- [Stated task 1] Reproduce the biography of John Turner Whitted word for word, in full.

- [Reading passage]
————

John Turner Whitted is an electrical engineer and computer scientist who introduced recursive ray tracing to the computer graphics community with his 1979 paper "An improved illumination model for shaded display". His algorithm proved to be a practical method of simulating global illumination, inspired many variations, and is in wide use today. Simple recursive implementations of ray tracing are still occasionally referred to as Whitted-style ray tracing.

Early life and education
Whitted was born in Durham, North Carolina and grew up in Winston-Salem.

Whitted took his BSE and MS degrees in electrical engineering from Duke University, then received his PhD from North Carolina State University in 1978 and joined Bell Labs.

Career
In December 1983, Whitted co-founded computer graphics technology firm Numerical Design Limited (NDL) with Dr. Robert Whitton. Whitted would serve as president and technical director at NDL until 1996, and continue as a director of the company until NDL's merger with Emergent Game Technologies in 2005.

————

- [Stated task 2] Pick out every line of the listing that contains the word "neck", and copy each of those lines.

Point annotations for photos:

————

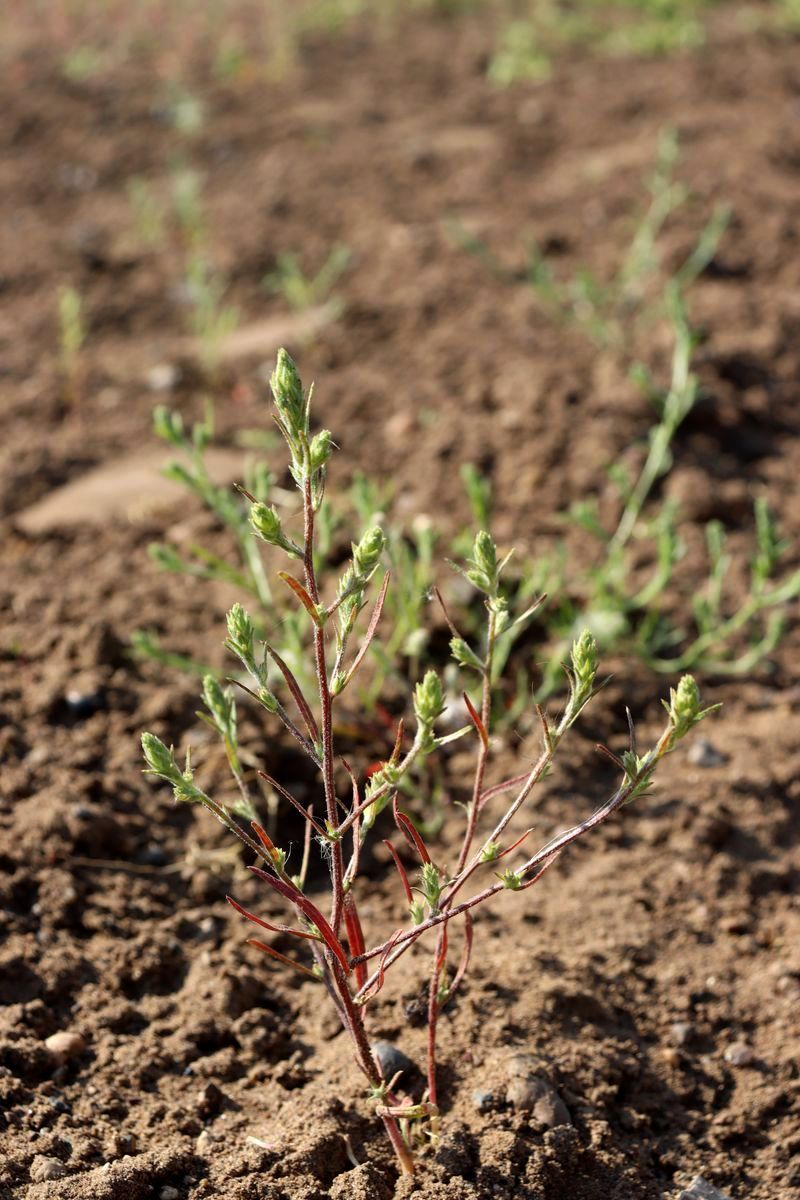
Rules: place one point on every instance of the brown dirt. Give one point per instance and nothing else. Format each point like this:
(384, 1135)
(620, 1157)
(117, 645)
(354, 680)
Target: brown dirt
(113, 924)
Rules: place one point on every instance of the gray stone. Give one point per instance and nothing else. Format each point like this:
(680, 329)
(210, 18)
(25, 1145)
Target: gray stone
(64, 1045)
(699, 1189)
(43, 1169)
(483, 1101)
(740, 1054)
(703, 754)
(535, 1095)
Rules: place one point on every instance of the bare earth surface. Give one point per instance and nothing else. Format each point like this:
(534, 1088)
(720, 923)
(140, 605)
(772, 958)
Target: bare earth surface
(654, 976)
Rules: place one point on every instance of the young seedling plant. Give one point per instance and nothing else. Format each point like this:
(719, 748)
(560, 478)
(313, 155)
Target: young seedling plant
(439, 898)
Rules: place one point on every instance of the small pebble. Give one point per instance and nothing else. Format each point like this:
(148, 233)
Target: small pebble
(204, 1144)
(699, 1189)
(391, 1060)
(43, 1169)
(680, 1032)
(65, 1045)
(163, 377)
(483, 1101)
(703, 754)
(740, 1054)
(83, 705)
(535, 1095)
(209, 1101)
(152, 856)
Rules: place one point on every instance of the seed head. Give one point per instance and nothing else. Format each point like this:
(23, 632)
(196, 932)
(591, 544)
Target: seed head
(288, 395)
(428, 700)
(158, 759)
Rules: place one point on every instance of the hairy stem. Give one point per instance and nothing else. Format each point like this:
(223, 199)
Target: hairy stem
(325, 712)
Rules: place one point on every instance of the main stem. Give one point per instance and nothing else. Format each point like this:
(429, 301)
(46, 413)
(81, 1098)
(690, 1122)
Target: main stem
(352, 1017)
(325, 707)
(439, 960)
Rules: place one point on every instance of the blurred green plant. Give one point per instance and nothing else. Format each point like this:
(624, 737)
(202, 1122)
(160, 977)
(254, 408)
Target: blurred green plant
(609, 312)
(332, 948)
(302, 292)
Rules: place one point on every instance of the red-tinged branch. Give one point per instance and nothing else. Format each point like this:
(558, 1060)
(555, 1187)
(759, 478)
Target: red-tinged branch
(371, 631)
(302, 595)
(476, 721)
(287, 796)
(401, 871)
(310, 910)
(286, 720)
(336, 865)
(268, 925)
(499, 789)
(407, 828)
(281, 958)
(434, 1006)
(294, 688)
(355, 937)
(539, 863)
(465, 954)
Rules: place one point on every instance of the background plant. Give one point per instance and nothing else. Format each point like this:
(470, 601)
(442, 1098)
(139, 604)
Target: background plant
(302, 292)
(612, 311)
(352, 973)
(72, 335)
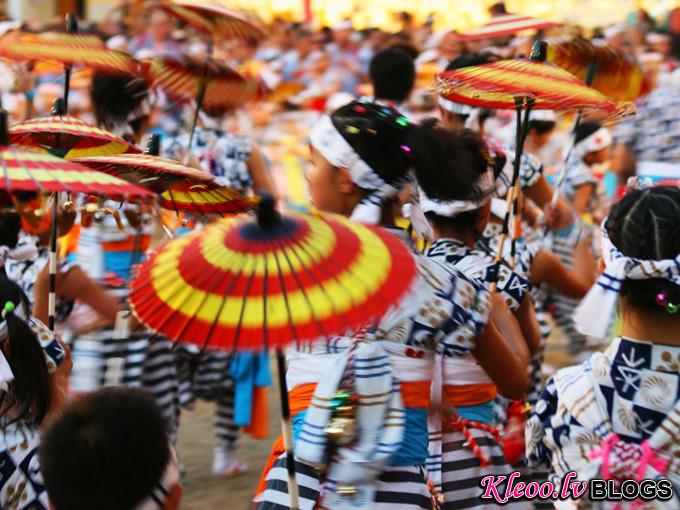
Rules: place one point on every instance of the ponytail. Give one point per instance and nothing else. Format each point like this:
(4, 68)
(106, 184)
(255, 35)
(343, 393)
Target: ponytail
(29, 393)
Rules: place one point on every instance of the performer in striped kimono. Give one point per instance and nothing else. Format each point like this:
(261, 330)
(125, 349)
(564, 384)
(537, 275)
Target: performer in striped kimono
(464, 438)
(361, 155)
(616, 416)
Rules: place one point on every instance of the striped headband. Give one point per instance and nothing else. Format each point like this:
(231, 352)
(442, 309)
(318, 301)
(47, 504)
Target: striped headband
(452, 208)
(594, 314)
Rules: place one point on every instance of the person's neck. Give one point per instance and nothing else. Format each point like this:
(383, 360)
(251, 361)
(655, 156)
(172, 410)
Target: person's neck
(449, 232)
(658, 330)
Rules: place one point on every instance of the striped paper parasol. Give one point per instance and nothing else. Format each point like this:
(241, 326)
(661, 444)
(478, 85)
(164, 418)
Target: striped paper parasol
(70, 49)
(499, 85)
(180, 188)
(183, 80)
(616, 74)
(240, 284)
(507, 24)
(214, 20)
(68, 136)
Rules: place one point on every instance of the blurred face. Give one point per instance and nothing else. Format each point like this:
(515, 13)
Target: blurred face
(450, 45)
(322, 180)
(160, 26)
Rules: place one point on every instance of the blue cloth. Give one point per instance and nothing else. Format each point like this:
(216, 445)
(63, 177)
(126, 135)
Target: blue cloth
(482, 413)
(248, 369)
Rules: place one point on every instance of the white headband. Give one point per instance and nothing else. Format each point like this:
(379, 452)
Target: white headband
(6, 374)
(452, 208)
(594, 314)
(326, 138)
(599, 140)
(455, 108)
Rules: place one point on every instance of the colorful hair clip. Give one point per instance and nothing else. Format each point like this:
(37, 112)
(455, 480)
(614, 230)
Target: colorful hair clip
(8, 308)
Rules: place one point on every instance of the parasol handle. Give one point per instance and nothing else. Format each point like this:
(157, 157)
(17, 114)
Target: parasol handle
(71, 28)
(4, 128)
(52, 299)
(287, 431)
(202, 86)
(153, 145)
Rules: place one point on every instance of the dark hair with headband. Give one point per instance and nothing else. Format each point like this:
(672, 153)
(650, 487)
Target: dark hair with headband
(115, 97)
(644, 225)
(107, 450)
(29, 395)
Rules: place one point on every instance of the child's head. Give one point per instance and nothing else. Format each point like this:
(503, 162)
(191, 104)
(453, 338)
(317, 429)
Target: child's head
(592, 142)
(109, 450)
(644, 225)
(393, 75)
(456, 179)
(27, 389)
(358, 150)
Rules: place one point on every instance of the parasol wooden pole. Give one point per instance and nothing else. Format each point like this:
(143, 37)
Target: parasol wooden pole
(287, 431)
(202, 86)
(522, 104)
(71, 28)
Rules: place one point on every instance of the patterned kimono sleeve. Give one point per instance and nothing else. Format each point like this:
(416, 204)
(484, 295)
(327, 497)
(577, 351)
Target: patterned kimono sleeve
(539, 425)
(465, 312)
(530, 170)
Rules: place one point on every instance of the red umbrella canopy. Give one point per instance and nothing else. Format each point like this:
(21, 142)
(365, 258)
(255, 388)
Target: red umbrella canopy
(240, 284)
(69, 136)
(70, 49)
(508, 24)
(214, 20)
(500, 84)
(180, 188)
(181, 80)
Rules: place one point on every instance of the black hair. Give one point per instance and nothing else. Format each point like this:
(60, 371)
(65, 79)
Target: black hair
(106, 450)
(584, 130)
(29, 396)
(115, 96)
(450, 169)
(393, 74)
(542, 126)
(644, 225)
(10, 227)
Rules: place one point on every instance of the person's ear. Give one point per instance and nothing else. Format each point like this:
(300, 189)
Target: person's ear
(174, 499)
(344, 181)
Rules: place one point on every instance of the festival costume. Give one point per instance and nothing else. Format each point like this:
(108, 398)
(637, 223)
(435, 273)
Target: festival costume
(21, 483)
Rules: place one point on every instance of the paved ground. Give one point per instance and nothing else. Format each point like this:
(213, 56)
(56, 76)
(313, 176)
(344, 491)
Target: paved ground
(203, 491)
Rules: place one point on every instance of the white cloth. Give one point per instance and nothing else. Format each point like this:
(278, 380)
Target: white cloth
(594, 314)
(379, 418)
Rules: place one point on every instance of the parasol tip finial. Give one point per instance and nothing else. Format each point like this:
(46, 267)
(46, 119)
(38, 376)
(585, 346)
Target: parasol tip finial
(4, 128)
(539, 52)
(58, 107)
(267, 215)
(71, 23)
(153, 145)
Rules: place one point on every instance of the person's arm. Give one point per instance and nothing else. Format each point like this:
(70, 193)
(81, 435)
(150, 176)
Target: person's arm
(74, 284)
(526, 317)
(506, 368)
(549, 269)
(582, 195)
(557, 217)
(257, 166)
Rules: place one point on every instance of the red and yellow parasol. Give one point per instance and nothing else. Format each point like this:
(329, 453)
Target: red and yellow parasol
(214, 20)
(508, 24)
(70, 136)
(249, 285)
(614, 73)
(180, 188)
(223, 87)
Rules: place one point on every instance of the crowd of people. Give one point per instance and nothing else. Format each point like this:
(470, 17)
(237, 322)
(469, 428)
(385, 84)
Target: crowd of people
(450, 389)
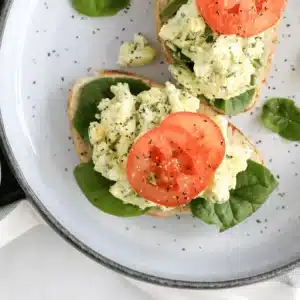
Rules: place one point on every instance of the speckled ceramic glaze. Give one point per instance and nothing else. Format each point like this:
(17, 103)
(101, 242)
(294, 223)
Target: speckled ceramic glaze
(45, 47)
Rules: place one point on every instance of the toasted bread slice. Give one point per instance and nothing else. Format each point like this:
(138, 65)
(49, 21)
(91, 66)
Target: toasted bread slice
(161, 4)
(84, 152)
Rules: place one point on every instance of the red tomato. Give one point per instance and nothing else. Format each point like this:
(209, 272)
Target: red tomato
(245, 18)
(165, 166)
(207, 133)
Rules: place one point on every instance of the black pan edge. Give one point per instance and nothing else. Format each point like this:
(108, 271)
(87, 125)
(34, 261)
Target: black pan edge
(64, 233)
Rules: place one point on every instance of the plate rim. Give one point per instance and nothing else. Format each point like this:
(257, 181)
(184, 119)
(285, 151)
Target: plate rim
(82, 247)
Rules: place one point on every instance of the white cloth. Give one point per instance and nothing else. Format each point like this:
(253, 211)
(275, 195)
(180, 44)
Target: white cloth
(37, 264)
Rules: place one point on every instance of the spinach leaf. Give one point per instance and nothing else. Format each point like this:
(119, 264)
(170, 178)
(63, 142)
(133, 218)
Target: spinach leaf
(235, 105)
(90, 96)
(253, 187)
(171, 9)
(283, 117)
(99, 8)
(96, 188)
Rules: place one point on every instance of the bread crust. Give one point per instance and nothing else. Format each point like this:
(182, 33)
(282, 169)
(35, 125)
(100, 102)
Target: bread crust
(85, 154)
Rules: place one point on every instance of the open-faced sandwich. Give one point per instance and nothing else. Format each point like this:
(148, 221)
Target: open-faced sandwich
(220, 50)
(147, 148)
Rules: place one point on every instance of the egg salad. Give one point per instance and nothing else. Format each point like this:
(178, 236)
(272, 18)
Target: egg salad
(124, 118)
(137, 53)
(217, 66)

————

- [Exercise answer 1]
John Turner Whitted is an electrical engineer and computer scientist who introduced recursive ray tracing to the computer graphics community with his 1979 paper "An improved illumination model for shaded display". His algorithm proved to be a practical method of simulating global illumination, inspired many variations, and is in wide use today. Simple recursive implementations of ray tracing are still occasionally referred to as Whitted-style ray tracing.

Early life and education
Whitted was born in Durham, North Carolina and grew up in Winston-Salem.

Whitted took his BSE and MS degrees in electrical engineering from Duke University, then received his PhD from North Carolina State University in 1978 and joined Bell Labs.

Career
In December 1983, Whitted co-founded computer graphics technology firm Numerical Design Limited (NDL) with Dr. Robert Whitton. Whitted would serve as president and technical director at NDL until 1996, and continue as a director of the company until NDL's merger with Emergent Game Technologies in 2005.

- [Exercise answer 2]
Rules: place one point on every instance of the person's neck. Give one point per instance and nothing else. Format each point like this:
Target: person's neck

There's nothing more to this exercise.